YOUR ASSIGNMENT ▸ What lines of the data below include the word "rough"? Report them by copying each.

Saved entries

....................

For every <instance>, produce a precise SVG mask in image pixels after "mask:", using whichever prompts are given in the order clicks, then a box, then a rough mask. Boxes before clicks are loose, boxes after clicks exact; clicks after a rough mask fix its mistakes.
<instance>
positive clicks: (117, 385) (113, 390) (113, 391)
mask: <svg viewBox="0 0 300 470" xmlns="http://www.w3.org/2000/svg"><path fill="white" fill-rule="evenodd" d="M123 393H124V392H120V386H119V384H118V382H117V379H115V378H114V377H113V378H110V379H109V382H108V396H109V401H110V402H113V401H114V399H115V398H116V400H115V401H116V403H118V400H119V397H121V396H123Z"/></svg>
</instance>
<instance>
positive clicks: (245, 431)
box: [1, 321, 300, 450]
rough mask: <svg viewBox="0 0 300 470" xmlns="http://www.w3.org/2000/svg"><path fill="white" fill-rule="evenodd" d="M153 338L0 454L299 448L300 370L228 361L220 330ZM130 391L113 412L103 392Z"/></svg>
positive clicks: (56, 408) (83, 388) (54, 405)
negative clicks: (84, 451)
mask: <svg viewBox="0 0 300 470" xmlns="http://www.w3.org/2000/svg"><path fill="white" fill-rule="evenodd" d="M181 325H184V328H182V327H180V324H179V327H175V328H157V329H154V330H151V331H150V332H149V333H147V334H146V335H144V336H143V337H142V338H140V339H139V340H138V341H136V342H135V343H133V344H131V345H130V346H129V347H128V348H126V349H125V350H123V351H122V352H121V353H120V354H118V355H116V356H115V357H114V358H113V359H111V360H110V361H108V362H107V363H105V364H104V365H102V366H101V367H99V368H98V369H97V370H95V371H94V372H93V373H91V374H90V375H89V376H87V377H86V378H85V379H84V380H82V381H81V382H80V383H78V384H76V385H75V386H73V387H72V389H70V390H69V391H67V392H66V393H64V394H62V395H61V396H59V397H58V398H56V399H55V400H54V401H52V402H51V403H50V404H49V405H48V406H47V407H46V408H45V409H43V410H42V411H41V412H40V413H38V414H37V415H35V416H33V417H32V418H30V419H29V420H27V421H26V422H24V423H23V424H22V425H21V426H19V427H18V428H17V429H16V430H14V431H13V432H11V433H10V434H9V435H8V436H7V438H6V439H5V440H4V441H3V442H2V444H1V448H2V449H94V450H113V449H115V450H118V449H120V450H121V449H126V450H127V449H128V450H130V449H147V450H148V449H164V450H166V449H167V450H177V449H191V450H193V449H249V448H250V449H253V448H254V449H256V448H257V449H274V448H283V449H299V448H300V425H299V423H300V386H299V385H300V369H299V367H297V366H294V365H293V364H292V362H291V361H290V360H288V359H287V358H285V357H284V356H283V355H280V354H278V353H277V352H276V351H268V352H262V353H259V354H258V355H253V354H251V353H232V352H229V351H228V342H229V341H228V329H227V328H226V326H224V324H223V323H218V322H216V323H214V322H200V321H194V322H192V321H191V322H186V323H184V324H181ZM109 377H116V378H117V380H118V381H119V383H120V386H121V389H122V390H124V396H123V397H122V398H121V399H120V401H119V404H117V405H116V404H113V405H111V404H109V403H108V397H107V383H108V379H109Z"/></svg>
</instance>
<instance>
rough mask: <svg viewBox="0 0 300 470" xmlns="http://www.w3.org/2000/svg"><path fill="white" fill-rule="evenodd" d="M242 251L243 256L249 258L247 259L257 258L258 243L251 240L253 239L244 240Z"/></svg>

....................

RESULT OF THIS TASK ▸
For every <instance>, produce a precise SVG mask in image pixels after "mask:", using whichever prompts are given in the order clicks, then a box, then a rough mask. Boxes before clicks are loose, boxes after clicks exact; clicks after a rough mask fix its mistakes.
rough mask: <svg viewBox="0 0 300 470" xmlns="http://www.w3.org/2000/svg"><path fill="white" fill-rule="evenodd" d="M153 338L0 454L299 448L300 370L228 361L220 330ZM130 391L113 412L103 392Z"/></svg>
rough mask: <svg viewBox="0 0 300 470" xmlns="http://www.w3.org/2000/svg"><path fill="white" fill-rule="evenodd" d="M242 251L243 256L249 258L247 259L257 258L258 243L251 240L253 239L244 240Z"/></svg>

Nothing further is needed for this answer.